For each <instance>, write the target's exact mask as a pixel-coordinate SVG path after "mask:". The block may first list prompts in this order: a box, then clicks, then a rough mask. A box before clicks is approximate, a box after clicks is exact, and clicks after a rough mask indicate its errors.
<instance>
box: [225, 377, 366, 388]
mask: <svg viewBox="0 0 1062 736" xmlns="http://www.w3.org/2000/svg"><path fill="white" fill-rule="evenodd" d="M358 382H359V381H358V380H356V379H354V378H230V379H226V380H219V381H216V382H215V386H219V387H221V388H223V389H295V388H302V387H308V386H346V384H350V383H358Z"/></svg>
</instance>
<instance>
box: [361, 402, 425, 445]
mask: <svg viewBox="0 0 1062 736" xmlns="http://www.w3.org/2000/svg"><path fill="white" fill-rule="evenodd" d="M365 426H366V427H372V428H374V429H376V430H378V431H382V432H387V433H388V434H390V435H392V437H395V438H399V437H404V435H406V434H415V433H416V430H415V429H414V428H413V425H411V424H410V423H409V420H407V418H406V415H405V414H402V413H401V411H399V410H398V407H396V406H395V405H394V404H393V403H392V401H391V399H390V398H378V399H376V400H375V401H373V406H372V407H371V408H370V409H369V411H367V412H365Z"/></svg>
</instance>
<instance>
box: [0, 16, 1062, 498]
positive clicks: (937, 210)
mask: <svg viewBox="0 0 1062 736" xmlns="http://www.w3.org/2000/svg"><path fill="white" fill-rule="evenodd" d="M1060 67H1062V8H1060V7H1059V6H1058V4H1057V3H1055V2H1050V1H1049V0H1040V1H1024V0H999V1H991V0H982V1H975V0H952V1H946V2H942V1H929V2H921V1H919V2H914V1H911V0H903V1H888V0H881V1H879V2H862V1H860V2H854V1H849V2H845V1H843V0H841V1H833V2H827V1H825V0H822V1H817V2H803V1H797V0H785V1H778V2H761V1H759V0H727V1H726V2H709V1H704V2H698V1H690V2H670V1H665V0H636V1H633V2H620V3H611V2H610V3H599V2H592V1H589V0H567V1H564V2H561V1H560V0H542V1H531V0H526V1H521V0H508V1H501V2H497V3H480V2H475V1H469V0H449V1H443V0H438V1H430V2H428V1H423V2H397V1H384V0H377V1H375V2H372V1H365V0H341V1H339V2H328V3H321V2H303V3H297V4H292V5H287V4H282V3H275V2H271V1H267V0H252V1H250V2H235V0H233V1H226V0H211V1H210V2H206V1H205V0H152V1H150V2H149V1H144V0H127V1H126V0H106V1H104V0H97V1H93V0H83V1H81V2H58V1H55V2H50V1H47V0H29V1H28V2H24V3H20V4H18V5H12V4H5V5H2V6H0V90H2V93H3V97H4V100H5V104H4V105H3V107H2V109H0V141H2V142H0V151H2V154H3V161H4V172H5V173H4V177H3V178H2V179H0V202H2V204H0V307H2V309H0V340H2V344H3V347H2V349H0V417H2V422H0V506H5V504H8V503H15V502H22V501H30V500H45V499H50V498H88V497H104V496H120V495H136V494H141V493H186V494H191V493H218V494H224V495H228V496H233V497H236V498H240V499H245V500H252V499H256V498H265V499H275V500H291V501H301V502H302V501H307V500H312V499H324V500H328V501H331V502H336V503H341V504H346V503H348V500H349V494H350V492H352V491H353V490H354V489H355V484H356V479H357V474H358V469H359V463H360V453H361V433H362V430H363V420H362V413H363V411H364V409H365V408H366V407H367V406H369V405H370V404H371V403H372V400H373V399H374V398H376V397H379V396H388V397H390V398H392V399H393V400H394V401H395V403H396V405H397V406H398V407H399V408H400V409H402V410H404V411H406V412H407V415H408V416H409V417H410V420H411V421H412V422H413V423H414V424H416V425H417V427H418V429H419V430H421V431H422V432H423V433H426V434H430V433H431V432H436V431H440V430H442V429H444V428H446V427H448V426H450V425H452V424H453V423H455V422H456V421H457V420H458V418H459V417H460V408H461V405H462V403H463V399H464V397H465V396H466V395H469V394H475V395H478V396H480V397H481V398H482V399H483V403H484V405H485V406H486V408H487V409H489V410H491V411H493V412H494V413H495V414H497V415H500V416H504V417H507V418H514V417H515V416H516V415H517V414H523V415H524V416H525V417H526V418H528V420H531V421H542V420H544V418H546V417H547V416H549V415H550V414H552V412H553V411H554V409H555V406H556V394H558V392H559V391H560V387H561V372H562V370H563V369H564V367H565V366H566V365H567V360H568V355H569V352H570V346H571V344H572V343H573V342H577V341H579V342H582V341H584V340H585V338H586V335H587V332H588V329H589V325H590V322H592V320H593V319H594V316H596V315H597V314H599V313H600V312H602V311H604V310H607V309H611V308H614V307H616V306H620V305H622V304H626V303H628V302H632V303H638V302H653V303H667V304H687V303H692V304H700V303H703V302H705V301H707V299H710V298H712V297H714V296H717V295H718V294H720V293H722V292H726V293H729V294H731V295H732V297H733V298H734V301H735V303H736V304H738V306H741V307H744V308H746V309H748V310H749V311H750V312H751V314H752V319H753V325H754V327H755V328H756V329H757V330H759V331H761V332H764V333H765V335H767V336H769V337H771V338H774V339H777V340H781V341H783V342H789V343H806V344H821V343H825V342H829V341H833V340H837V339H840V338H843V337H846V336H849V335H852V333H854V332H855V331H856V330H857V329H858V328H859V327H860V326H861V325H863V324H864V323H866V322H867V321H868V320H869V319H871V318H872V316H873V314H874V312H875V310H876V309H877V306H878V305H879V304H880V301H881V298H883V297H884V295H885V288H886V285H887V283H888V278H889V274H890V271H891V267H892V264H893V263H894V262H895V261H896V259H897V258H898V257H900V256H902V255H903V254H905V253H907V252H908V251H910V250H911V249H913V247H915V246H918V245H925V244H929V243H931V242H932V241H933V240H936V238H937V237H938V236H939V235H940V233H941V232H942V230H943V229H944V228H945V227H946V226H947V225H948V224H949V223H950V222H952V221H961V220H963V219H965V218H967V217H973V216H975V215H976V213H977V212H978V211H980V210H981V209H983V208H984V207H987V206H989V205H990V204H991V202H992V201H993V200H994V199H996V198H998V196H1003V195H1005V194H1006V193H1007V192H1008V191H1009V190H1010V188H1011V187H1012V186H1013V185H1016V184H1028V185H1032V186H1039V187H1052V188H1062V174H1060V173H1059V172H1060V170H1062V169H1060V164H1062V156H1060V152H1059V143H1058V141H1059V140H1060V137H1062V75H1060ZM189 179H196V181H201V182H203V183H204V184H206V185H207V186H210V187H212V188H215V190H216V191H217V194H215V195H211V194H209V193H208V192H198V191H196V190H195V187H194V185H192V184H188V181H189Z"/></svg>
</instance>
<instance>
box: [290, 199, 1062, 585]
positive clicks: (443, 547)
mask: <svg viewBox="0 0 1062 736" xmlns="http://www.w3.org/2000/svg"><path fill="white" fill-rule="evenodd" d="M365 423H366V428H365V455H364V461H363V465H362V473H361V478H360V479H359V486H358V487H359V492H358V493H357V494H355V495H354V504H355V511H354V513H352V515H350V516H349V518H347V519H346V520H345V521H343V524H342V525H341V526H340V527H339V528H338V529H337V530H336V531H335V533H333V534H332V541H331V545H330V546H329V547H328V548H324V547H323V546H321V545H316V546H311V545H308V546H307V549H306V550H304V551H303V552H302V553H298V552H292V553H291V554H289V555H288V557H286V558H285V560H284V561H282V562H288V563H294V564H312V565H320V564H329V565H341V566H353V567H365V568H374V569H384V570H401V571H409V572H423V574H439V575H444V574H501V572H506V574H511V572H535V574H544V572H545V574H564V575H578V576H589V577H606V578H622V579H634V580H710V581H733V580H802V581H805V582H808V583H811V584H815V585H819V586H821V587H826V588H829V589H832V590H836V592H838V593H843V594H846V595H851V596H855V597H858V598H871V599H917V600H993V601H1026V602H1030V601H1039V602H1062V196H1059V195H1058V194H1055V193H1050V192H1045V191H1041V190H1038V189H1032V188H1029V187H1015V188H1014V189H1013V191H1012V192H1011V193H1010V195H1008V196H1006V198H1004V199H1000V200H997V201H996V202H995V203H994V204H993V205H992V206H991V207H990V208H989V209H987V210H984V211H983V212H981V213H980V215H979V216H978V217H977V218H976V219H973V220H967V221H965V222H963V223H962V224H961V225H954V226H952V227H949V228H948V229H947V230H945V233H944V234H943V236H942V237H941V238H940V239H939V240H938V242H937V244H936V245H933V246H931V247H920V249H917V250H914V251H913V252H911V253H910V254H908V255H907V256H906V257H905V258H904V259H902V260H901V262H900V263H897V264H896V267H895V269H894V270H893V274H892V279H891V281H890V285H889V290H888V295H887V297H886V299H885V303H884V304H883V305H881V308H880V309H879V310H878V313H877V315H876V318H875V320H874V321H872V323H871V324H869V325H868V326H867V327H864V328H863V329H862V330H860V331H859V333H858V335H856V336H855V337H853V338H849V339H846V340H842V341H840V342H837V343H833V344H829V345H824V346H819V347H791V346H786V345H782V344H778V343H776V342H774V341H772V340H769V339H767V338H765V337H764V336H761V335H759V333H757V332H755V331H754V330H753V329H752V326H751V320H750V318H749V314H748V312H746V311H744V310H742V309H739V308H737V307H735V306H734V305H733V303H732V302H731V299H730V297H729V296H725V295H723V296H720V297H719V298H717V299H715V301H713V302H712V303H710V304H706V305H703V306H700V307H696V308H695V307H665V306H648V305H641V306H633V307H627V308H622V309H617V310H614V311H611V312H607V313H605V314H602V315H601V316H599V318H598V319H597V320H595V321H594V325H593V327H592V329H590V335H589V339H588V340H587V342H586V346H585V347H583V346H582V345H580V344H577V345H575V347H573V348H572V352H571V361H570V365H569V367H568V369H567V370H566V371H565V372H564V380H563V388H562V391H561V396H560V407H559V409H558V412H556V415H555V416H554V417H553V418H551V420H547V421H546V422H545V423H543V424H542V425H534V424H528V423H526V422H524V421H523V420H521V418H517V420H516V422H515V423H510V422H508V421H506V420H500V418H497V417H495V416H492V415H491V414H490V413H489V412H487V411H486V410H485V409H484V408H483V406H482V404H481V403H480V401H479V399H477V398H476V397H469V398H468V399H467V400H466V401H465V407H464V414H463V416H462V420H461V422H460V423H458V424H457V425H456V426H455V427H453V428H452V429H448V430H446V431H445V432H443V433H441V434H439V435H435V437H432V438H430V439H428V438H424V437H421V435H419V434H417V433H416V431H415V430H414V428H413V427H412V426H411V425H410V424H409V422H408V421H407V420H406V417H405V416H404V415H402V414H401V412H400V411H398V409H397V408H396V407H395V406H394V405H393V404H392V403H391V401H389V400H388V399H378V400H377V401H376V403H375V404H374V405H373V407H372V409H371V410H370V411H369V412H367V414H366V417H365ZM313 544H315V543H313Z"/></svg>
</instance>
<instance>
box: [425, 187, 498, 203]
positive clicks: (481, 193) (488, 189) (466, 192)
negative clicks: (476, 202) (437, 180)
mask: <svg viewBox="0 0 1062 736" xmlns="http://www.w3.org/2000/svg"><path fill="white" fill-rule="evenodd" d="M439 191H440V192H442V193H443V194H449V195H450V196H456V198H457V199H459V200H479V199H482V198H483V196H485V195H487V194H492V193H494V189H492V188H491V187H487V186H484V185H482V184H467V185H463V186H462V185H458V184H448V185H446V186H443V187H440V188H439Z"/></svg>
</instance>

_Your task:_
Filter the entries above and return only the lines holding "positive".

_Exercise answer:_
positive clicks: (937, 210)
positive clicks: (443, 547)
positive clicks: (481, 193) (488, 189) (466, 192)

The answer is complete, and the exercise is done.